## BEGIN Dataset

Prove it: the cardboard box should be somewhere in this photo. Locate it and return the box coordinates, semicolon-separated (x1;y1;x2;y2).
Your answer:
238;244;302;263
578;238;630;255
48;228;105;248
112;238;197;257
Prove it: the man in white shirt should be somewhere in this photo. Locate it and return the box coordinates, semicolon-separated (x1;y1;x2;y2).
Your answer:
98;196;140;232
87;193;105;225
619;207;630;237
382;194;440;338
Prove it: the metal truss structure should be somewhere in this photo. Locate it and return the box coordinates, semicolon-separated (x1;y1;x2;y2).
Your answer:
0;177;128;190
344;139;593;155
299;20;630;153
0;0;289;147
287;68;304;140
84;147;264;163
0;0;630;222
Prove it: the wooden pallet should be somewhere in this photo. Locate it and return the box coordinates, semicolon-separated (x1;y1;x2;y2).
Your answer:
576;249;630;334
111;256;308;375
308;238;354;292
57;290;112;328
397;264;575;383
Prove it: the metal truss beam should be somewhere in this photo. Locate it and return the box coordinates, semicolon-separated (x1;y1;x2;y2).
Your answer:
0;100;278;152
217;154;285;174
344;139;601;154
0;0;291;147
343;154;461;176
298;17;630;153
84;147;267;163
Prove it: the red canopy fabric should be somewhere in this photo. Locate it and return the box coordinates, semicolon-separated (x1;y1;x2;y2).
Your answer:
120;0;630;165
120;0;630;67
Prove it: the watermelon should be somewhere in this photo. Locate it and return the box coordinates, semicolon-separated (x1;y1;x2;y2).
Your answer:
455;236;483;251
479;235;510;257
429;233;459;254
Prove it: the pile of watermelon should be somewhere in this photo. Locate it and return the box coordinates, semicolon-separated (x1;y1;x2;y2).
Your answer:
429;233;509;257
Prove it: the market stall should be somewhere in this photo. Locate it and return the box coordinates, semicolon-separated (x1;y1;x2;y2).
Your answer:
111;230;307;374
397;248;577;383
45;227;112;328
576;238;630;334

## END Dataset

Copy every one of the entries above verbatim, line by line, changing nothing.

Prove it: the cardboard box should be somewhere in this photo. Locate it and return the box coordinates, semicolon-separated (x1;y1;x2;y2).
Your answer:
238;244;302;263
578;238;630;255
48;228;105;248
112;238;197;257
Prove it: the man in white shirt should be somewhere in this photo. Locate it and return the box coordinates, semicolon-separated (x1;y1;x2;y2).
Your answer:
98;196;140;232
87;193;105;225
619;207;630;237
382;194;440;338
Prove it: the metal truss structure should be somewhere in this photo. Locate it and return the box coordinates, semicolon-separated (x1;y1;x2;y2).
Your answer:
0;177;128;190
344;139;593;155
299;20;630;153
0;0;289;147
287;68;304;140
84;147;264;163
0;0;630;222
Prove it: the wooden pallet should be somewhere in this photo. Locate it and return the box coordinates, semicolon-separated (x1;y1;x2;y2).
Your answer:
576;249;630;334
111;256;308;375
308;238;354;292
57;290;112;328
397;264;575;383
Prove it: the metal truss beam should be somewhere in this photo. Locate it and return the box coordinates, semicolon-separated (x1;y1;x2;y2).
Your answer:
0;100;278;152
217;154;285;174
344;139;601;154
0;0;291;147
343;154;461;176
298;17;630;153
84;147;267;163
Prove it: the red canopy fabric should be somewhere in this photo. Locate it and return the box coordinates, semicolon-separated (x1;y1;x2;y2).
Your answer:
120;0;630;165
120;0;630;67
Prove it: the watermelon should be somewhere in this photo. Locate it and return the box coordinates, semicolon-separated (x1;y1;x2;y2).
Your answer:
455;236;483;251
479;235;510;257
429;233;459;254
Prove it: the pile of watermelon should be somewhere in this photo. Locate it and return the box coordinates, semicolon-separated (x1;y1;x2;y2).
Your answer:
429;233;509;257
Prove it: the market stall should be somewhere in this photo. Locate it and return the box coordinates, semicolon-separated (x1;y1;x2;y2).
Your answer:
111;230;307;374
397;248;577;383
45;227;112;328
576;238;630;334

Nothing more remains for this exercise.